### Requirements
Write out everything from the line containing "the man's face" down to the line containing "x=599, y=955", changing "crop-survey index" to "field-survey catalog" and keeping the rest the same.

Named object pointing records
· · ·

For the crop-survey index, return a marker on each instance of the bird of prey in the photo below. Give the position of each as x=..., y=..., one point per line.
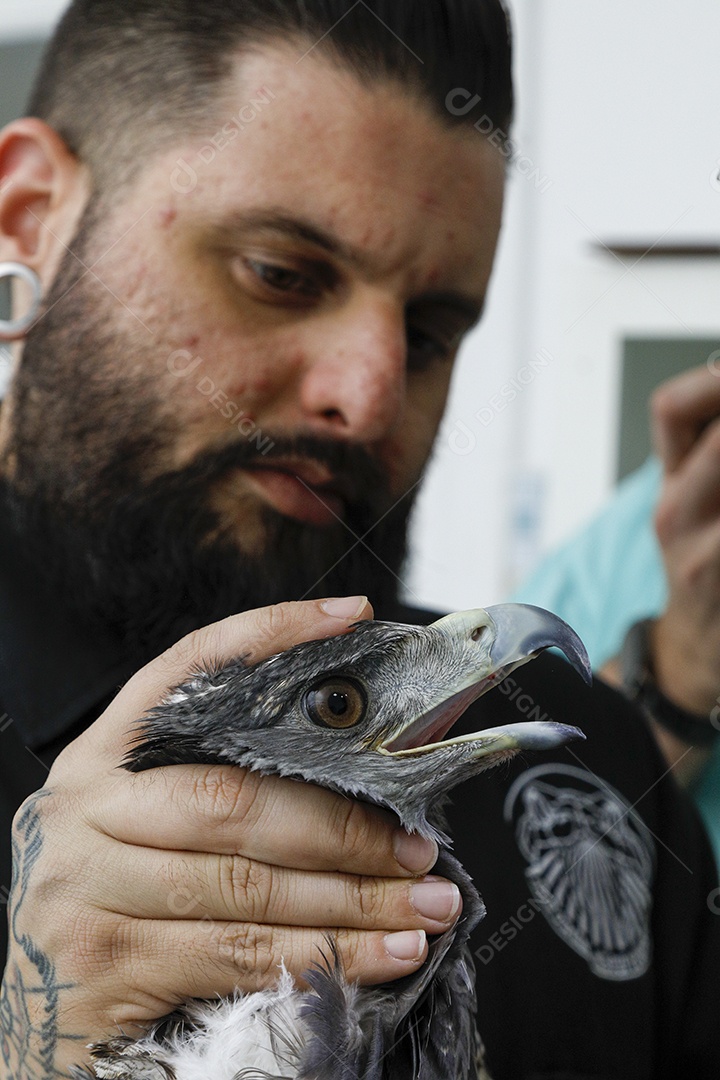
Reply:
x=365, y=714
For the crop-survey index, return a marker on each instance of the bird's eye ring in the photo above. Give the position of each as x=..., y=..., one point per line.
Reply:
x=337, y=701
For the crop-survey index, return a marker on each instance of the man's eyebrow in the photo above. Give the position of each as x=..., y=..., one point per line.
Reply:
x=297, y=228
x=293, y=228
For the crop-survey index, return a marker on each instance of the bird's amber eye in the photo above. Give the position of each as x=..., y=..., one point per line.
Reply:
x=336, y=702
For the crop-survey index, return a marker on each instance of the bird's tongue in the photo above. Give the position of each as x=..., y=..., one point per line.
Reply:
x=433, y=726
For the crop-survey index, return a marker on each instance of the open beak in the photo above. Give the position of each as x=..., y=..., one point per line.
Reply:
x=488, y=645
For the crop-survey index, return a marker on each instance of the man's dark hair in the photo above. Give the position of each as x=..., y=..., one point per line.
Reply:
x=121, y=78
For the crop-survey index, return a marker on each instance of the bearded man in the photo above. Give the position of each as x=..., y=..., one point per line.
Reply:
x=259, y=231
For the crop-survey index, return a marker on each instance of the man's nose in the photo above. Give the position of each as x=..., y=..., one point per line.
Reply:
x=354, y=373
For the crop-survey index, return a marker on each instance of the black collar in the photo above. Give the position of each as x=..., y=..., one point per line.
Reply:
x=52, y=671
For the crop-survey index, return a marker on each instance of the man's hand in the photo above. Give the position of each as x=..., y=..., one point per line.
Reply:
x=134, y=892
x=687, y=643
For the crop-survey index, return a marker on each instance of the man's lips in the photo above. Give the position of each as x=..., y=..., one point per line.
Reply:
x=303, y=489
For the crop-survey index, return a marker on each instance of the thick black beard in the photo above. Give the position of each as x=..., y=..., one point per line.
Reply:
x=144, y=555
x=151, y=564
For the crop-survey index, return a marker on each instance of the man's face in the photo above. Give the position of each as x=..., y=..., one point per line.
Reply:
x=261, y=360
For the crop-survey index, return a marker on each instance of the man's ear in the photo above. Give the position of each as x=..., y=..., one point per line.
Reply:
x=43, y=189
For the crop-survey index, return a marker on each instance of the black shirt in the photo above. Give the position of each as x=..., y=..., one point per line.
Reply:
x=599, y=955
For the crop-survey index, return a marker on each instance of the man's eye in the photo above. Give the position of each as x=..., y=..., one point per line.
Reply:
x=282, y=279
x=424, y=348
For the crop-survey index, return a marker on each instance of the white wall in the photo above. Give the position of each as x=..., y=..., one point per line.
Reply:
x=26, y=18
x=619, y=111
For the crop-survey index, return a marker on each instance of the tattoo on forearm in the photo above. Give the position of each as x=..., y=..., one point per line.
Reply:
x=30, y=988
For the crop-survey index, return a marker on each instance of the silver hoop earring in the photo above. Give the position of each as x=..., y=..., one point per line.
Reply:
x=11, y=329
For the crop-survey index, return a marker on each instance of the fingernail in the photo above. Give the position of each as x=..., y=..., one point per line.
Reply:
x=344, y=607
x=406, y=945
x=415, y=852
x=436, y=900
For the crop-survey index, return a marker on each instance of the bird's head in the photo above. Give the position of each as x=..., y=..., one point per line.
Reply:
x=367, y=713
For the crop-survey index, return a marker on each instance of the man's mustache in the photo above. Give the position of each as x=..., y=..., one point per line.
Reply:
x=355, y=473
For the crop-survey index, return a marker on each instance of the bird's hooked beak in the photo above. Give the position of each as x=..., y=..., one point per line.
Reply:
x=490, y=644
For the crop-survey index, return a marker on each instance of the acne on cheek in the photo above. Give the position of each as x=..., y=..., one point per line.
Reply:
x=166, y=216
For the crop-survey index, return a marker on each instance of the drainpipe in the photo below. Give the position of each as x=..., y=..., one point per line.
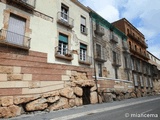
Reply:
x=94, y=59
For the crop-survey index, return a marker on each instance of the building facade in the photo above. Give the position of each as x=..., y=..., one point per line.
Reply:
x=155, y=71
x=141, y=68
x=45, y=55
x=111, y=52
x=52, y=56
x=63, y=34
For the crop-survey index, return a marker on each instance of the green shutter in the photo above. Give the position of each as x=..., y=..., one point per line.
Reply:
x=82, y=46
x=63, y=38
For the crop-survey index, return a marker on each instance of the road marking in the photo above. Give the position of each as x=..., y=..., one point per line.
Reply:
x=146, y=111
x=102, y=110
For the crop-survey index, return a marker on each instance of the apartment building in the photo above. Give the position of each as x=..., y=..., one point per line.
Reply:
x=58, y=31
x=141, y=71
x=111, y=52
x=45, y=54
x=155, y=71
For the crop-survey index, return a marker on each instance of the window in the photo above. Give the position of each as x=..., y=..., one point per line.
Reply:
x=130, y=44
x=83, y=52
x=16, y=30
x=114, y=57
x=135, y=47
x=64, y=12
x=63, y=44
x=125, y=62
x=132, y=63
x=83, y=25
x=135, y=79
x=100, y=70
x=141, y=81
x=128, y=31
x=98, y=50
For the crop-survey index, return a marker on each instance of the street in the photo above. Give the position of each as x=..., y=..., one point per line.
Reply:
x=130, y=109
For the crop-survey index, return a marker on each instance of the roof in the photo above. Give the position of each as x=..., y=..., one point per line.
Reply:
x=124, y=19
x=100, y=20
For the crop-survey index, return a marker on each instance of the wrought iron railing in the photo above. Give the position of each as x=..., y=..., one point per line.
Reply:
x=84, y=30
x=65, y=53
x=100, y=55
x=99, y=30
x=114, y=38
x=125, y=45
x=64, y=19
x=14, y=39
x=28, y=3
x=85, y=59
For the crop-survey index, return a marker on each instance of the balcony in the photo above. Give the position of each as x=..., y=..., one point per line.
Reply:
x=100, y=56
x=113, y=38
x=139, y=53
x=125, y=45
x=141, y=42
x=99, y=30
x=84, y=30
x=65, y=54
x=14, y=40
x=87, y=60
x=65, y=20
x=116, y=61
x=29, y=4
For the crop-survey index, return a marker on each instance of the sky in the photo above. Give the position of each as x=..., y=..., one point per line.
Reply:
x=143, y=14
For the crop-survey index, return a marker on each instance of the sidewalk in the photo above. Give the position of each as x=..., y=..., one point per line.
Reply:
x=86, y=109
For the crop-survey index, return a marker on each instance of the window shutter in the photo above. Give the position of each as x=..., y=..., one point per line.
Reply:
x=83, y=21
x=63, y=38
x=82, y=46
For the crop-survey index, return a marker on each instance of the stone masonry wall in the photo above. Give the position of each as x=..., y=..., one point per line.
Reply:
x=28, y=83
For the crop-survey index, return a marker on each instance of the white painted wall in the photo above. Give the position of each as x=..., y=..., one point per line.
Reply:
x=44, y=36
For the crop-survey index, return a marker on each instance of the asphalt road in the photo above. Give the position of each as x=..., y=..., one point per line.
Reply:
x=145, y=108
x=144, y=111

· · ·

### Correct result
For the field-survey catalog, return a marker on each instance of the man's face in the photo above. Give the position of each as x=..., y=..., one point per line.
Reply:
x=261, y=360
For the field-survey catalog, return a marker on each instance of the man's ear in the photo above. Give the position of each as x=..., y=..., one point per line.
Reply:
x=43, y=189
For the field-survey catalog, return a marker on each instance of the black shirt in the photo above. Give the position of each as x=..., y=..., one point per line.
Reply:
x=599, y=955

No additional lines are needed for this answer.